I think this example clarifies the situation. If your P(Apple develops a wearable computer over the next 2 years and this sells over 10x as well as the iPad has) = 10%, then you'd want to buy apple stock. In this sense, if you short Apple stock, you're committed to P(Apple develops a wearable computer over the next 2 years and this sells over 10x as well as the iPad has) < 10%. In this sense, you often can't get out of being committed to ranges of subjective probabilities.
The way you think about it, the cognitive procedure is more like: ask a bunch of questions, give answers to the questions, give weights to your question/answer pairs, make a decision as a result. You're "relying on an assumption" only if that assumption is your answer to one of the questions and you put a lot of weight on that question/answer pair. Since you just relied on the pair (How good is the CEO?, The CEO sucks), you didn't rely on a wild guess about P(Apple develops a wearable computer over the next 2 years and this sells over 10x as well as the iPad has). And, in this sense, you can often avoid being committed to subjective probabilities.

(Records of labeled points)
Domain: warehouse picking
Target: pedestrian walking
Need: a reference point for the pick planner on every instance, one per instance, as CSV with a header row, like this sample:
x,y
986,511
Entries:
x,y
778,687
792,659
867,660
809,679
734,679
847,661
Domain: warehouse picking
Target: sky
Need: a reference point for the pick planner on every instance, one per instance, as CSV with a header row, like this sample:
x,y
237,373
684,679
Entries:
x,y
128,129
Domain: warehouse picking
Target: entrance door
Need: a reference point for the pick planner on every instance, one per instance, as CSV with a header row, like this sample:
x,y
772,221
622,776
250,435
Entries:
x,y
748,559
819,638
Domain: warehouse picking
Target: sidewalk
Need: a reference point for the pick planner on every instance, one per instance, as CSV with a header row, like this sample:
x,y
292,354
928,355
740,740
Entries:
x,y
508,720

OBJECTIVE A
Reproduce the passage on subjective probabilities word for word, starting with "The way you" and going on through "to subjective probabilities.".
OBJECTIVE B
Write what comes next in the passage about Apple stock and subjective probabilities, picking up after its final sentence.

TASK OUTPUT A
The way you think about it, the cognitive procedure is more like: ask a bunch of questions, give answers to the questions, give weights to your question/answer pairs, make a decision as a result. You're "relying on an assumption" only if that assumption is your answer to one of the questions and you put a lot of weight on that question/answer pair. Since you just relied on the pair (How good is the CEO?, The CEO sucks), you didn't rely on a wild guess about P(Apple develops a wearable computer over the next 2 years and this sells over 10x as well as the iPad has). And, in this sense, you can often avoid being committed to subjective probabilities.

TASK OUTPUT B
When I first heard you say, "You're relying on a wild guess," my initial reaction was something like, "Holden is making the mistake of thinking that his actions don't commit him to ranges of subjective probabilities (in the first sense). It looks like he hasn't thought through the Bayesian perspective on this." I do think this is a real mistake that people make, though they may (often?) be operating more on the kind of basis you have described . I started thinking you had a more interesting perspective when, when I was pressing you on this point, you said something like, "I'm committed to whatever subjective probability I'm committed to on the basis of the decision that's an outcome of this cognitive procedure."
undefined @ 2014-08-18T13:06 (+3)
After thinking about this later, I noticed that one of my claims was wrong. I said:
> Though I’m not particularly excited about refuges, they might be a good test case. I think that if you had this 5N view, refuges would be obviously dumb but if you had the view that I defended in my dissertation then refuges would be interesting from a conceptual perspective.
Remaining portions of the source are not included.